-- Start Excerpted records --

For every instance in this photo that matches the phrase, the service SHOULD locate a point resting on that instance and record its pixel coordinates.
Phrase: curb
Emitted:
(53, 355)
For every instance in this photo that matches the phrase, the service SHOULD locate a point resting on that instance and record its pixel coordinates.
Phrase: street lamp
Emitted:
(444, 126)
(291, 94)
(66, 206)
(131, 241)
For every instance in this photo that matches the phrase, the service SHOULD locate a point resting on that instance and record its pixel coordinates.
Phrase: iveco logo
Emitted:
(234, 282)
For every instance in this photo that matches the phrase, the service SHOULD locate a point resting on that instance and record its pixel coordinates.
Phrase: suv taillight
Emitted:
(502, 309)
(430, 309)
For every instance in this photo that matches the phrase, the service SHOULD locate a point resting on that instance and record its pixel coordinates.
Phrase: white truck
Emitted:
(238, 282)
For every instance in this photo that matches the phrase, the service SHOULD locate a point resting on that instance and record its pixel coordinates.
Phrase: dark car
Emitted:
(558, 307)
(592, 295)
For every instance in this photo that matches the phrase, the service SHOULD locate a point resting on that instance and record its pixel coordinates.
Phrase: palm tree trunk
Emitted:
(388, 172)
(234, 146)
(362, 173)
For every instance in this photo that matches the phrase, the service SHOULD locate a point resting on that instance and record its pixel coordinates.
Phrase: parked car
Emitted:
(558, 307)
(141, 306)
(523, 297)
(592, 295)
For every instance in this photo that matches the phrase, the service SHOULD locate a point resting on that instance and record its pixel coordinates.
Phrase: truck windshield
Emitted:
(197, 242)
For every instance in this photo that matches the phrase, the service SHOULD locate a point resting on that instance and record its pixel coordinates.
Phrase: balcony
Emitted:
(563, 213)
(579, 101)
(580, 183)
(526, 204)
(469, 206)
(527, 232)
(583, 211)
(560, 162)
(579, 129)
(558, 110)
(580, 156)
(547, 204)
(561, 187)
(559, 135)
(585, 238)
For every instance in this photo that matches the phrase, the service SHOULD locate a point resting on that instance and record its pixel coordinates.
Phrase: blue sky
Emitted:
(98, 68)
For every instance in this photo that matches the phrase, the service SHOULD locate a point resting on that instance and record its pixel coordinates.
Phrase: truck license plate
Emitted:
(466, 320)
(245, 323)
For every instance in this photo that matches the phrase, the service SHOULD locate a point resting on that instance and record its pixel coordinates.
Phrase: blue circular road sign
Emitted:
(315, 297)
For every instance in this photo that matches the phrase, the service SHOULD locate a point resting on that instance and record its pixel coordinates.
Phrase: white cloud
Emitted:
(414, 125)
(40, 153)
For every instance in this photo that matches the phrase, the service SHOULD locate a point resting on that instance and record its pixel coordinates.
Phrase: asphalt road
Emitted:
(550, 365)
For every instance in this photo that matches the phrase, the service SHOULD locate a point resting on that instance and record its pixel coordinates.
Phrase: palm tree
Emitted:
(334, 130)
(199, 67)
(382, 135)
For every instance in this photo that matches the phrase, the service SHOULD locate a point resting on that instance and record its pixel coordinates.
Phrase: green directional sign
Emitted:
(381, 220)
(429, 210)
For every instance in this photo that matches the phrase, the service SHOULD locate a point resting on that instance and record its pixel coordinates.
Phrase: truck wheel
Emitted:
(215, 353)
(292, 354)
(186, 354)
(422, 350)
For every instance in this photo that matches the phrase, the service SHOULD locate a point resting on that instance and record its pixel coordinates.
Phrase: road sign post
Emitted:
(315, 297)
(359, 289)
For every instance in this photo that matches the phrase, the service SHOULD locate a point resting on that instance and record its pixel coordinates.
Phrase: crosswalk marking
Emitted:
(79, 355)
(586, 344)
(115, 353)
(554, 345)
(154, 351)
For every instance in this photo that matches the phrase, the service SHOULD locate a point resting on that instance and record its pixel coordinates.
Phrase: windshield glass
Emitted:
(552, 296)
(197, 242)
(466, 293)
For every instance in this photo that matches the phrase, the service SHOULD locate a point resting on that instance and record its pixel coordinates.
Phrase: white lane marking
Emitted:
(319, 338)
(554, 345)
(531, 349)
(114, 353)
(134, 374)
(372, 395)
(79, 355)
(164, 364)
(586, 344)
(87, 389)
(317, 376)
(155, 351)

-- End Excerpted records --

**Task instructions**
Each line of the listing should be copied exactly.

**Solution for this task**
For every instance in this photo that matches the phrase, the service SHOULD locate a point resting on that instance and record its pixel coordinates.
Phrase: curb
Emitted:
(53, 355)
For every instance in this photo that matches the phrase, the service SHOULD locate a point resting on that instance and record its pixel coordinates.
Phrase: street lamp
Emitted:
(444, 126)
(291, 94)
(66, 206)
(131, 241)
For every instance in this photo that matches the phrase, the service SHOULD locate a point resting on that instance and record its pixel coordinates.
Phrase: iveco logo
Emitted:
(234, 282)
For every instance in this photo that matches the phrase, the service SHOULD locate a point resting on that instance and record its pixel coordinates.
Phrase: suv taillight
Emitted:
(502, 309)
(430, 309)
For every instance in this photo that matches the phrase, the service SHOULD locate a point resting on that instance and record its pixel coordinates.
Phrase: white truck
Emitted:
(238, 282)
For every instance in this photo that matches the phrase, the service SHOULD locate a point resting on that instance and record its pixel coordinates.
Phrase: dark car
Emitted:
(558, 307)
(592, 295)
For every instance in this photo that matches the phrase, the service SHOULD locate a point resting on that instance and record its pixel coordinates.
Phrase: palm tree trunk
Emitted:
(388, 172)
(234, 146)
(362, 173)
For every instance in this photo that matches the phrase, the service SHOULD locate a point resting on that instance and record its pixel coordinates.
Phrase: parked car
Emitted:
(558, 307)
(141, 306)
(523, 297)
(592, 295)
For every instance in this photo that matches the phrase, the service SHOULD locate a point resting on that instance and record its pixel coordinates.
Phrase: truck windshield
Emitted:
(197, 242)
For every instance in this photo that matches the phrase, the service SHOULD locate a point resting on that instance and record its pixel coordinates.
Phrase: balcony
Emitted:
(563, 213)
(579, 101)
(580, 183)
(526, 204)
(469, 206)
(527, 232)
(583, 211)
(560, 162)
(579, 129)
(558, 110)
(580, 156)
(547, 204)
(561, 187)
(559, 135)
(585, 238)
For every instance in this photo that matches the phrase, the service SHOULD locate a point resting on that instance and record its pixel coordinates.
Phrase: blue sky
Emitted:
(98, 68)
For every instance in this photo that matches the phrase, the service SHOULD locate a point resting on that instance and record its pixel coordinates.
Phrase: truck license plate
Emitted:
(466, 320)
(245, 323)
For every instance in this photo that matches the phrase, the service SHOULD locate a point resting on that instance and record its pixel coordinates.
Phrase: blue circular road sign
Emitted:
(315, 297)
For every instance in this photo that matches the phrase, the service SHOULD locate a point resting on that instance and record its pixel coordinates.
Phrase: white cloud
Emitted:
(414, 125)
(40, 153)
For every instance in this photo that matches the phrase, the service SHOULD locate a point resting on that instance and record its pixel coordinates.
Phrase: asphalt road
Emitted:
(550, 365)
For every instance in this photo that matches the phrase, the service SHOULD locate a point resting on that instance and record its pixel coordinates.
Phrase: palm tree
Emitted:
(334, 130)
(199, 67)
(382, 135)
For every instance in this photo that matches the phrase, the service SHOULD locate a point resting on that instance and record its pixel coordinates.
Phrase: green directional sign
Emitted:
(381, 220)
(429, 210)
For every instance in this photo that matches the phrase, the service SHOULD locate a point resting on that instance and record its pixel coordinates.
Phrase: truck wheel
Emitted:
(215, 353)
(292, 354)
(186, 354)
(422, 350)
For every instance in this photo that matches the phrase, the service SHOULD locate a point resting on that instance and record its pixel coordinates.
Phrase: road sign post
Emitted:
(315, 297)
(359, 289)
For every instance in this photo that matches the phrase, the service SHOULD locate a point resting on that instance and record its pixel coordinates.
Phrase: crosswalk marking
Emitted:
(79, 355)
(586, 344)
(115, 353)
(554, 345)
(154, 351)
For every instance in this photo that matches the phrase, the service SHOULD locate a point resting on that instance and record its pixel coordinates.
Phrase: windshield glass
Emitted:
(552, 296)
(197, 242)
(466, 293)
For every instance in this photo that matches the phrase, the service SHOULD locate a point resting on that instance and record its pixel coordinates.
Phrase: white lane marking
Emitted:
(319, 338)
(554, 345)
(531, 349)
(114, 353)
(134, 374)
(372, 395)
(79, 355)
(164, 364)
(586, 344)
(87, 389)
(317, 376)
(155, 351)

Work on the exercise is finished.